BEGIN Records provided

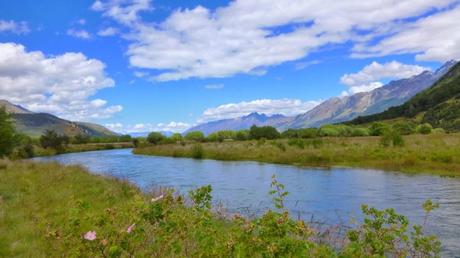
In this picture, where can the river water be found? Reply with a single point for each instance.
(331, 196)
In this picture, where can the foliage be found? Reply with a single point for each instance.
(155, 137)
(50, 139)
(197, 151)
(266, 132)
(81, 139)
(196, 136)
(7, 134)
(424, 128)
(176, 137)
(93, 216)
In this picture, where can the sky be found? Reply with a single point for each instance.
(166, 65)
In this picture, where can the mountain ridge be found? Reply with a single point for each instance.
(34, 124)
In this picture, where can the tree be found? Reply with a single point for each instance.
(50, 139)
(196, 136)
(267, 132)
(81, 139)
(7, 133)
(176, 137)
(125, 138)
(155, 137)
(424, 128)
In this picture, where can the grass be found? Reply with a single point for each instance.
(71, 148)
(435, 153)
(49, 210)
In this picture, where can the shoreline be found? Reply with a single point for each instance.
(422, 154)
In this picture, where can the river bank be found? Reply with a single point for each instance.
(73, 148)
(52, 210)
(436, 153)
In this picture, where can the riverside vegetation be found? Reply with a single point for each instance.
(399, 146)
(50, 210)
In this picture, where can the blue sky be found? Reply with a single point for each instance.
(165, 65)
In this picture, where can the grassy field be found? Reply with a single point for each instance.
(48, 210)
(39, 151)
(435, 153)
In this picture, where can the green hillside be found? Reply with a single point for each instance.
(438, 105)
(34, 124)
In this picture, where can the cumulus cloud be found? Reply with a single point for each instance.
(82, 34)
(109, 31)
(14, 27)
(62, 84)
(176, 127)
(433, 38)
(123, 11)
(245, 36)
(288, 107)
(214, 86)
(369, 77)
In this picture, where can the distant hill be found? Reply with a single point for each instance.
(438, 105)
(337, 110)
(34, 124)
(241, 123)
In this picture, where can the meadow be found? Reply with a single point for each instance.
(437, 153)
(50, 210)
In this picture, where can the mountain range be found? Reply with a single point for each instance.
(241, 123)
(337, 109)
(34, 124)
(438, 105)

END Records provided

The whole listing above is to be printed again exactly; pictures stay out of it.

In this picture, where can the river water be found? Reply with a single point for each instance.
(331, 196)
In this picture, where can the foliage be found? Reply with a single point for each instance.
(155, 137)
(50, 139)
(197, 151)
(266, 132)
(81, 139)
(196, 136)
(7, 134)
(424, 128)
(176, 137)
(93, 216)
In this picture, where can the sky be found? Reply with a single point for each instance.
(166, 65)
In this picture, where can the mountain ridge be found? Reply with a single point for each instance.
(34, 124)
In this picture, where can the tree be found? Reply with a single point for each instance.
(50, 139)
(196, 136)
(267, 132)
(81, 139)
(7, 133)
(176, 137)
(125, 138)
(155, 137)
(424, 128)
In this picture, where can the grass be found? Reply with a single point for each instance.
(71, 148)
(435, 153)
(49, 210)
In this picture, where can the shoreline be found? Reply with a single point for each instance.
(422, 154)
In this picture, where can the river bank be found? Reply with a single point for each instance.
(73, 148)
(52, 210)
(436, 153)
In this picture, where can the riverside vegetation be found? Reply with a single point for each instance.
(399, 146)
(50, 210)
In this picture, where can the blue sky be found? Reply with a single point for each instance.
(165, 65)
In this picture, where can the grassy field be found? Reply with a single point for each instance.
(48, 210)
(39, 151)
(435, 153)
In this picture, where can the green hillside be found? Reply with a single point for each instance.
(438, 105)
(34, 124)
In this picture, where can the cumulus cloud be found? Reply with a single point for each instance.
(82, 34)
(109, 31)
(14, 27)
(62, 84)
(176, 127)
(433, 38)
(123, 11)
(245, 36)
(288, 107)
(214, 86)
(369, 77)
In this picture, where can the distant hill be found? Reply with a single point for each instance.
(438, 105)
(337, 110)
(34, 124)
(241, 123)
In this picture, where can the meadow be found? Reply with a single point for each instance.
(437, 153)
(50, 210)
In this picture, where can the mountain range be found? Reply with a single point for each instance.
(241, 123)
(337, 109)
(34, 124)
(438, 105)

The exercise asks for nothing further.